SELECTED EXCERPT
For something like the Erlang-B function the most robust way to handle it is to implement it as a GAMS extrinsic function. For more on extrinsic functions, check Appendix J of the GAMS User Guide or here: http://www.gams.com/mccarl/mccarlhtml/e ... ctions.htm.

The short version is that this is a way to implement a complicated function with special handling for overflow cases, etc., in a programming language like C/C++/F90 and make this available to your GAMS code. Once you've got it programmed, the function can be used in a manner similar to the GAMS intrinsic functions like cos and sin and sigmoid. If you're used to programming and creating shared libraries, etc., then this shouldn't be a big deal, since we provide some examples with the GAMS system.

I've seen this request, or one much like it, before. In your case, are you treating the number of trunks as a variable or a constant in your model? I ask because it wouldn't be too hard to take a derivative wrt the volume of inbound calls, but doing so wrt the number of trunks seems to be a bigger challenge.

WRITTEN REQUEST A
Decide whether each statement agrees with the passage on GAMS extrinsic functions: (i) the passage calls a GAMS extrinsic function the most robust way to handle the Erlang-B function; (ii) the passage says no examples come with the GAMS system; (iii) the passage says a derivative with respect to the number of trunks is easier than one with respect to the volume of inbound calls. For each, answer yes or no and quote the words of the passage that decide it.

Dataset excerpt
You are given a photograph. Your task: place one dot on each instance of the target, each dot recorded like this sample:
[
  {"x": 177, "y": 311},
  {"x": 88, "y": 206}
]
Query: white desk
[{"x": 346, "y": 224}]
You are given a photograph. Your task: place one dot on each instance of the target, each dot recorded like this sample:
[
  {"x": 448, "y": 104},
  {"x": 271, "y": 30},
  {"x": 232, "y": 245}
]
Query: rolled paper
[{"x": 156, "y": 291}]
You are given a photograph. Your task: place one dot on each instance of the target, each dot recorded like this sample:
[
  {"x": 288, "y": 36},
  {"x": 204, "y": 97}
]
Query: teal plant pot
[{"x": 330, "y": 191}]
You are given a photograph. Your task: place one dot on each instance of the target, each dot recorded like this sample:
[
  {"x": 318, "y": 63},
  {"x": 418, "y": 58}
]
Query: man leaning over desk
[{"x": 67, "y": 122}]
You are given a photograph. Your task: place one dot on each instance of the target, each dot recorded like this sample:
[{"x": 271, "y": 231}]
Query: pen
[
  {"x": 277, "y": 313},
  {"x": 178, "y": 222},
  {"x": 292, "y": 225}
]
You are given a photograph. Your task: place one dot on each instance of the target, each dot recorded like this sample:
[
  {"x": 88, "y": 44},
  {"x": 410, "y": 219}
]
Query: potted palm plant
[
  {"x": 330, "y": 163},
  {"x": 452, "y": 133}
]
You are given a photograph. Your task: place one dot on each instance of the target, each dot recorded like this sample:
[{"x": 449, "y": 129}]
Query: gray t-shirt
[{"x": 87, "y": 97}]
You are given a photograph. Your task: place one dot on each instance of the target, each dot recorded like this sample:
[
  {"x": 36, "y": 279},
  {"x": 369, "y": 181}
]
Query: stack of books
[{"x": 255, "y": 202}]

WRITTEN REQUEST B
Pick out every line of the entries that contains the string "plant", treating uppercase and lowercase as different.

TASK SOLUTION A
(i) Yes: "For something like the Erlang-B function the most robust way to handle it is to implement it as a GAMS extrinsic function."
(ii) No: "we provide some examples with the GAMS system"
(iii) No: "it wouldn't be too hard to take a derivative wrt the volume of inbound calls, but doing so wrt the number of trunks seems to be a bigger challenge"

TASK SOLUTION B
Query: teal plant pot
Query: potted palm plant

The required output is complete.